| STORED RECORDS |

* BEGIN *

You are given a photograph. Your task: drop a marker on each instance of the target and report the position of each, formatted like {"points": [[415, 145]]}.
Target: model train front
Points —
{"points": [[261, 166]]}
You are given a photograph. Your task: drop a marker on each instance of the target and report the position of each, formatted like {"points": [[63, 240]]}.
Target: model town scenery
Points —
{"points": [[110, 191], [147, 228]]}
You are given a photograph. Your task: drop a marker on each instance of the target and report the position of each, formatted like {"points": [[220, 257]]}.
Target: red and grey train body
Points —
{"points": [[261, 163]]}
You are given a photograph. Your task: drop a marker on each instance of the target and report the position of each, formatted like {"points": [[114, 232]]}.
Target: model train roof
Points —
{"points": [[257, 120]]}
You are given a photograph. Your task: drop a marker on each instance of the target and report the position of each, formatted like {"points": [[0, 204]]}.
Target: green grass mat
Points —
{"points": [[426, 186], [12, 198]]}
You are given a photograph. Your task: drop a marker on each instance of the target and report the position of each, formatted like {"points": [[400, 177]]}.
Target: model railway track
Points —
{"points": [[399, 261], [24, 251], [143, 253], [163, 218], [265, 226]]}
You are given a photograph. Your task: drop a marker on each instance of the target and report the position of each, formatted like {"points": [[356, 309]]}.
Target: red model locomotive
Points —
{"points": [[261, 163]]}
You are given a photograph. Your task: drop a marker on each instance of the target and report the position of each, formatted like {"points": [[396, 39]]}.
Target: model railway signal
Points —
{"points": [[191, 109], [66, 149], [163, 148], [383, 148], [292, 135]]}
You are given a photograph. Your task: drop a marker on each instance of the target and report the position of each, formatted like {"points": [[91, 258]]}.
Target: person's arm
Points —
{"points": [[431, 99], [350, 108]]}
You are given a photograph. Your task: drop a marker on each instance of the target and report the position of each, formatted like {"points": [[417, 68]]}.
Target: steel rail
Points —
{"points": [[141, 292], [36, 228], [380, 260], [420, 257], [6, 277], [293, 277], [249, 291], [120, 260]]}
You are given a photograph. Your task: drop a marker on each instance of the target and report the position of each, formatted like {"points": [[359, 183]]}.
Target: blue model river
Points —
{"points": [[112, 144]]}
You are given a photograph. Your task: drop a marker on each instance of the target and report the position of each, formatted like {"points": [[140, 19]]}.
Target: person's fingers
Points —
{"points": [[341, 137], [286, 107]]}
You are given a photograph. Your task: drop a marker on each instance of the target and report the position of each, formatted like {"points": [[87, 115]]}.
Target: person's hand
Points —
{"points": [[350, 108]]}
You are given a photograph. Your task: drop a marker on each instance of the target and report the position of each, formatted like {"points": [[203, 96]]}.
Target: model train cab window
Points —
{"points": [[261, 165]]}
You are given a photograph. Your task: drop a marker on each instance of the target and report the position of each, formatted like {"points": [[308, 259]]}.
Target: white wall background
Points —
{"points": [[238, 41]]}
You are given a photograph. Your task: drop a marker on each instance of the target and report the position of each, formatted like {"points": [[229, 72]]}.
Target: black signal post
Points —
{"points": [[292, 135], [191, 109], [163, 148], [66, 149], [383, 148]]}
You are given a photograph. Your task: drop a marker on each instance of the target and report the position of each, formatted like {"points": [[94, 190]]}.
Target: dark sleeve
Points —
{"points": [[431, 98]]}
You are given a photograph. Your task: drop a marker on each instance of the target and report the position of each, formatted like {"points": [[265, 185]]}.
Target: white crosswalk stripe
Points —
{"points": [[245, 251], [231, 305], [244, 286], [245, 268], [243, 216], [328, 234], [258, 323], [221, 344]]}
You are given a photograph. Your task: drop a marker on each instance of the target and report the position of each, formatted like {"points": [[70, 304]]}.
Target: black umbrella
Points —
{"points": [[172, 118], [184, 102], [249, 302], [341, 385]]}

* END *

| EXERCISE |
Output all of the material exactly as written.

| THE ANSWER |
You are given a photograph. Your task: drop a marker on each instance of the target and report the position of each, formatted like {"points": [[415, 145]]}.
Target: model train front
Points —
{"points": [[261, 166]]}
You are given a photograph. Your task: drop a marker on each instance of the target and report the position of each, formatted like {"points": [[63, 240]]}.
Target: model town scenery
Points —
{"points": [[110, 191], [147, 228]]}
You are given a photograph. Your task: drop a marker on each instance of the target and report the position of each, formatted like {"points": [[220, 257]]}.
Target: red and grey train body
Points —
{"points": [[261, 163]]}
You are given a photograph. Your task: drop a marker on each instance of the target and report the position of each, formatted like {"points": [[114, 232]]}.
Target: model train roof
Points —
{"points": [[257, 120]]}
You are given a photograph. Your task: drop a marker on each instance of the target and report the position of each, formatted like {"points": [[0, 204]]}.
Target: green grass mat
Points —
{"points": [[426, 186], [12, 198]]}
You are given a photograph. Your task: drop a marker on each instance of the target and report the position of each, formatted like {"points": [[400, 177]]}.
Target: model railway track
Points —
{"points": [[399, 261], [24, 251], [143, 253], [163, 218], [265, 226]]}
You are given a photograph. Your task: drop a marker on each instance of the target and report the position of each, formatted like {"points": [[356, 309]]}.
Target: red model locomotive
Points —
{"points": [[261, 163]]}
You are given a photograph. Your task: drop a marker on each instance of the target and report the position of each, formatted like {"points": [[396, 39]]}.
Target: model railway signal
Points —
{"points": [[191, 109], [66, 149], [163, 148], [383, 148], [292, 135]]}
You are given a photograph. Your task: drop a marker on each instance of the target and report the position of each, formatted like {"points": [[91, 258]]}.
Target: person's arm
Points —
{"points": [[431, 99], [350, 108]]}
You are given a photograph. Your task: drop a marker on each instance of the target and report the position of each, formatted like {"points": [[417, 68]]}.
Target: steel rail
Points —
{"points": [[141, 292], [36, 228], [380, 260], [420, 257], [6, 277], [293, 277], [249, 291], [120, 260]]}
You are given a photograph. Your task: drop a marker on each instance of the target and report the position of each, formatted like {"points": [[359, 183]]}.
Target: blue model river
Points —
{"points": [[112, 144]]}
You are given a photograph. Your task: drop a marker on each instance of the target and report the position of each, formatted like {"points": [[140, 19]]}.
Target: person's fingers
Points —
{"points": [[341, 137], [286, 107]]}
You are given a photograph. Your task: drop a marker on each instance of the target and report the position of each, formatted like {"points": [[87, 115]]}.
Target: person's hand
Points —
{"points": [[350, 108]]}
You are given a photograph. Your task: drop a marker on each instance of the target and report the position of each, formatted like {"points": [[203, 96]]}.
Target: model train cab window
Points —
{"points": [[261, 165]]}
You are given a photograph. Your task: drop a marker on each instance of the target and report the position of each, formatted like {"points": [[308, 259]]}.
Target: white wall background
Points —
{"points": [[238, 41]]}
You are given a photograph. Your task: drop a marker on each instance of the target and report the position of each, formatted like {"points": [[229, 72]]}.
Target: black signal post
Points —
{"points": [[292, 135], [191, 109], [163, 148], [66, 149], [383, 148]]}
You are given a photograph. Your task: drop a marker on each instance of the target and report the position of each, formatted like {"points": [[94, 190]]}.
Target: dark sleeve
Points —
{"points": [[431, 98]]}
You are given a photograph. Your task: drop a marker on each instance of the target and report the position of each, formatted like {"points": [[265, 185]]}.
Target: white crosswalk stripe
Points —
{"points": [[245, 251], [231, 305], [244, 286], [245, 268], [243, 216], [328, 234], [258, 323], [221, 344]]}
You are given a photograph. Your task: drop a marker on each instance of the target and report the position of each, formatted like {"points": [[70, 304]]}.
Target: black umbrella
Points —
{"points": [[172, 118], [184, 102], [249, 302], [341, 385]]}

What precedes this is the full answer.